What this task involves
Copy out, exactly as given, every line from the line with "Question. Mark every instance of the girl's white" to the end of the listing, both of those lines included.

-- Data in this exercise follows --

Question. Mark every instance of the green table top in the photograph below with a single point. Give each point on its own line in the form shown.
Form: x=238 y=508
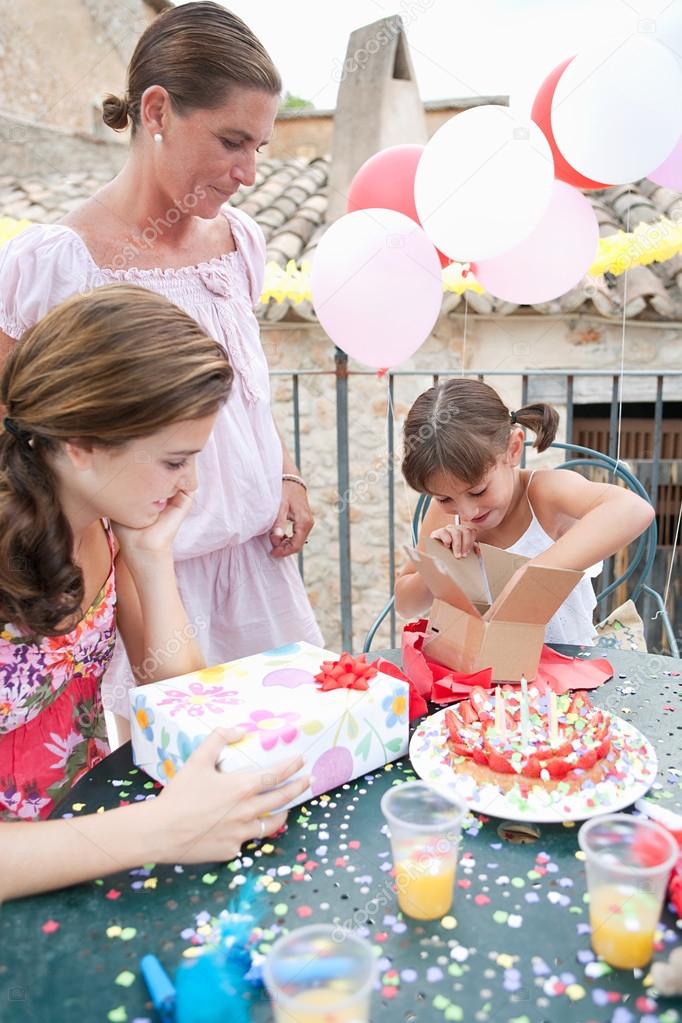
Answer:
x=515 y=948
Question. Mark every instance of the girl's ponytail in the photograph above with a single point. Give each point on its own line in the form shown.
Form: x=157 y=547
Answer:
x=542 y=419
x=40 y=585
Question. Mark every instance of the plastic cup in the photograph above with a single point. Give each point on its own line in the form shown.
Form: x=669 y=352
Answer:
x=628 y=861
x=320 y=974
x=424 y=840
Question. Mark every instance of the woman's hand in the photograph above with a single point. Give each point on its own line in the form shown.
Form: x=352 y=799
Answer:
x=460 y=537
x=156 y=538
x=203 y=814
x=294 y=508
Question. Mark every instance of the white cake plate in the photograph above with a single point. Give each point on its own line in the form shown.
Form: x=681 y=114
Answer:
x=632 y=757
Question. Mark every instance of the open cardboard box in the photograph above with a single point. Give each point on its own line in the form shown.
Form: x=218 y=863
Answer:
x=490 y=611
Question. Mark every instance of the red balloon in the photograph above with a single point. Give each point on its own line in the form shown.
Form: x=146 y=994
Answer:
x=385 y=181
x=542 y=115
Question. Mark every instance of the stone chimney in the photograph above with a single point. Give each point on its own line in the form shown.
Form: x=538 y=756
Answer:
x=378 y=104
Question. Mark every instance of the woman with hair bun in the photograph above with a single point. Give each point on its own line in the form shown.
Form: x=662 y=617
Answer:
x=108 y=400
x=200 y=101
x=463 y=447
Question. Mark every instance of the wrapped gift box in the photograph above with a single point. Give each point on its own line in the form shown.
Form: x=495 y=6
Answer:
x=274 y=699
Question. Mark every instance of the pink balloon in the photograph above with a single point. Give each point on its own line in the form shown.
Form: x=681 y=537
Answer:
x=670 y=172
x=552 y=259
x=376 y=285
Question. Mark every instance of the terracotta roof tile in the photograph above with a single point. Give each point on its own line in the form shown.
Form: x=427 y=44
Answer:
x=289 y=199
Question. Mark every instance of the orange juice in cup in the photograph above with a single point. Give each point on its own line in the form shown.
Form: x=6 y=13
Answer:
x=425 y=893
x=628 y=861
x=624 y=922
x=320 y=974
x=424 y=840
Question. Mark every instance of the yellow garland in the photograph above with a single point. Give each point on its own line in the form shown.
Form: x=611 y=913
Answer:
x=617 y=253
x=9 y=228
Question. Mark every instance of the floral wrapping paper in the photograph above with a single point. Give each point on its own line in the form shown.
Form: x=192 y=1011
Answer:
x=273 y=698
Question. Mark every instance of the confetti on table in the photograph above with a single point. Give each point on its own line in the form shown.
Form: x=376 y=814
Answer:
x=125 y=978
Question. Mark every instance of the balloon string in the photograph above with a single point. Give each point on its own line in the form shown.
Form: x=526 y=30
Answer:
x=623 y=332
x=466 y=311
x=672 y=562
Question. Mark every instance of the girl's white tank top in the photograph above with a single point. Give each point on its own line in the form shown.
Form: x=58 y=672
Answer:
x=573 y=622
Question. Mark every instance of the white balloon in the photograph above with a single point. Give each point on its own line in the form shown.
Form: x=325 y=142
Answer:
x=617 y=110
x=484 y=181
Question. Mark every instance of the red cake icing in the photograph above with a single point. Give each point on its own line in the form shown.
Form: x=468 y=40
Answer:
x=581 y=750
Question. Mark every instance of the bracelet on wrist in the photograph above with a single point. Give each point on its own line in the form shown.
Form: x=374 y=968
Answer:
x=291 y=478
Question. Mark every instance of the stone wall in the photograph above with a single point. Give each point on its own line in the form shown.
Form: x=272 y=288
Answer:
x=55 y=61
x=32 y=150
x=508 y=344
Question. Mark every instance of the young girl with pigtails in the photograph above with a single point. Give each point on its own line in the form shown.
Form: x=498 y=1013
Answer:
x=463 y=447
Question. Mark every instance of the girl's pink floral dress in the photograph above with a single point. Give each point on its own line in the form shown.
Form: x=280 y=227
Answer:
x=51 y=715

-- Data in this exercise concluded --

Response to the task
Question. Mark every instance of the girl's white tank top in the photograph above with a single point. Give each point on its own line in the form shown.
Form: x=58 y=672
Answer:
x=573 y=622
Question. Mark every instance of the white balloon in the photograph above with a single point. Give each point on its own line in the form shown.
Form: x=325 y=142
Answer:
x=617 y=110
x=484 y=181
Question. Mark every instance of the red cake icing in the photograph above with a single point. Give each point on its own line in the form shown.
Form: x=468 y=40
Answer:
x=581 y=750
Question. Mark every instance of the bracelet on wrist in the photograph above with a single point. Give each point on its own line in the form shown.
Form: x=374 y=968
Answer:
x=291 y=478
Question. Mark every instance of the stone wall in the photograph above with a single point. Give each point on its own line in the form shown.
Form: x=272 y=288
Answer:
x=55 y=61
x=32 y=150
x=508 y=344
Question. Mark every instance of the young girl with pigtails in the photograph above with a single point. Give each point on its own line in the form shown.
Form: x=498 y=1013
Answer:
x=463 y=447
Question. Mark every instance of the girl's pink floral dress in the photograph above with a single point. Give each point on its own line in the form shown.
Form: x=280 y=227
Answer:
x=51 y=715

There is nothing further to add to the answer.